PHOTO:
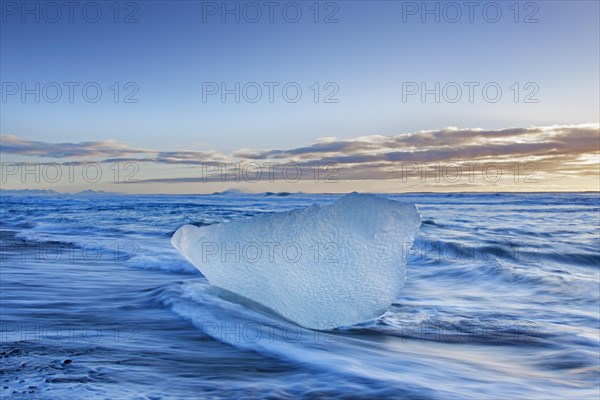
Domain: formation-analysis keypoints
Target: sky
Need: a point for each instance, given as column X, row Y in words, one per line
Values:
column 195, row 97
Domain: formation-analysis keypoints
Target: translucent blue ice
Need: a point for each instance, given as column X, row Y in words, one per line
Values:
column 320, row 267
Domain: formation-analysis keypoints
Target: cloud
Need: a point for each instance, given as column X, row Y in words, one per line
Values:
column 558, row 149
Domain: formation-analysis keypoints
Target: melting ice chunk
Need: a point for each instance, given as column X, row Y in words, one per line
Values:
column 320, row 267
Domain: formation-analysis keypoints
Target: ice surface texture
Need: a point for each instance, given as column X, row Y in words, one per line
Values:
column 320, row 267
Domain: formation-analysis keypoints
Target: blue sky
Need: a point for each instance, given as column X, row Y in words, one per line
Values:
column 367, row 55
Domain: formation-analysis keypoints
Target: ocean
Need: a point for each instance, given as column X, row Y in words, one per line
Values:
column 501, row 301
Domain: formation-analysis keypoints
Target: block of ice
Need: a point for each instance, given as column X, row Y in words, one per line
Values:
column 320, row 267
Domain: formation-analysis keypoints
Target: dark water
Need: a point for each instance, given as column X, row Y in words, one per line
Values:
column 501, row 301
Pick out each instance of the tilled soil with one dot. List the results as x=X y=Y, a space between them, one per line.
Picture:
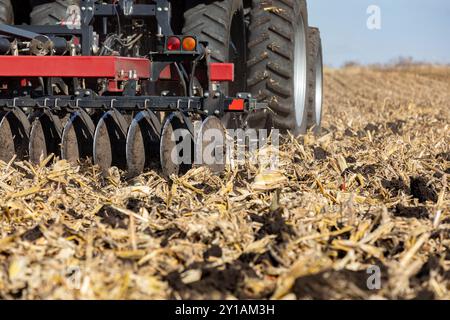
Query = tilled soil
x=360 y=212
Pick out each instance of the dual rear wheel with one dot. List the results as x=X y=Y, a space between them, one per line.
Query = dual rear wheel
x=281 y=59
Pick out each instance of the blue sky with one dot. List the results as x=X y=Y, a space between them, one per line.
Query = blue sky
x=409 y=28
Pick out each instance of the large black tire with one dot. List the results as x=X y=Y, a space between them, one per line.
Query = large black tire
x=51 y=13
x=315 y=80
x=6 y=12
x=277 y=44
x=221 y=24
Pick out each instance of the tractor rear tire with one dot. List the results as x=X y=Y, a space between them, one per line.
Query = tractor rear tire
x=315 y=80
x=6 y=12
x=51 y=13
x=278 y=62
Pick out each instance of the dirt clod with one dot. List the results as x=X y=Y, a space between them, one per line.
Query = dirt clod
x=411 y=212
x=421 y=190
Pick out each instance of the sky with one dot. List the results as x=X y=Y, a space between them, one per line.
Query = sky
x=400 y=28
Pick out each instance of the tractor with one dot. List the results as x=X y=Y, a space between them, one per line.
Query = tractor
x=112 y=81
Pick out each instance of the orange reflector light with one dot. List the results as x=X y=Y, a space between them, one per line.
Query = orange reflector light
x=189 y=44
x=236 y=105
x=173 y=44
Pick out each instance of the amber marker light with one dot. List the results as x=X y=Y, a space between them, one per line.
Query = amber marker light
x=189 y=44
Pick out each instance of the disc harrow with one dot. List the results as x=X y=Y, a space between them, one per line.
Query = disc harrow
x=129 y=101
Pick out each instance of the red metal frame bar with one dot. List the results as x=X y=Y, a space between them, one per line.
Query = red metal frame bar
x=118 y=68
x=221 y=72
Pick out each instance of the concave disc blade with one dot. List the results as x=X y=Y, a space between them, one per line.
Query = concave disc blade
x=143 y=142
x=110 y=141
x=210 y=144
x=176 y=148
x=78 y=137
x=45 y=136
x=14 y=135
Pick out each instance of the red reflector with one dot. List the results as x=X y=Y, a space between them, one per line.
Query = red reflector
x=173 y=44
x=166 y=73
x=236 y=105
x=221 y=71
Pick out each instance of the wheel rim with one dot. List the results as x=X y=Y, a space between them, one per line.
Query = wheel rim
x=319 y=89
x=300 y=71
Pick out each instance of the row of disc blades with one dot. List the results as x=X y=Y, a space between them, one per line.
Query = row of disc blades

^^^^^^^^

Copy word for word each line of the data above, from the first through the one containing "Target: ocean", and include no pictures.

Your solution >>
PHOTO:
Domain: formation-analysis keypoints
Target: sky
Need: a point for each instance, given as column X, row Y in words, one per line
Values:
column 195, row 97
Domain: formation-analysis keypoints
Target: translucent blue ice
Need: a point for each instance, given as column X, row Y in words, one per line
Values:
column 320, row 267
Domain: formation-analysis keypoints
Target: cloud
Need: a point for each instance, given as column X, row Y in words, one per line
Values:
column 558, row 149
Domain: formation-analysis keypoints
Target: melting ice chunk
Need: a point for each instance, given as column X, row Y in words, one per line
Values:
column 320, row 267
Domain: formation-analysis keypoints
Target: ice surface texture
Need: a point for each instance, given as column X, row Y in words, one per line
Values:
column 320, row 267
Domain: formation-analysis keypoints
Target: blue sky
Need: a point for each instance, given as column X, row Y in words, one per line
Values:
column 367, row 55
Domain: formation-analysis keypoints
Target: ocean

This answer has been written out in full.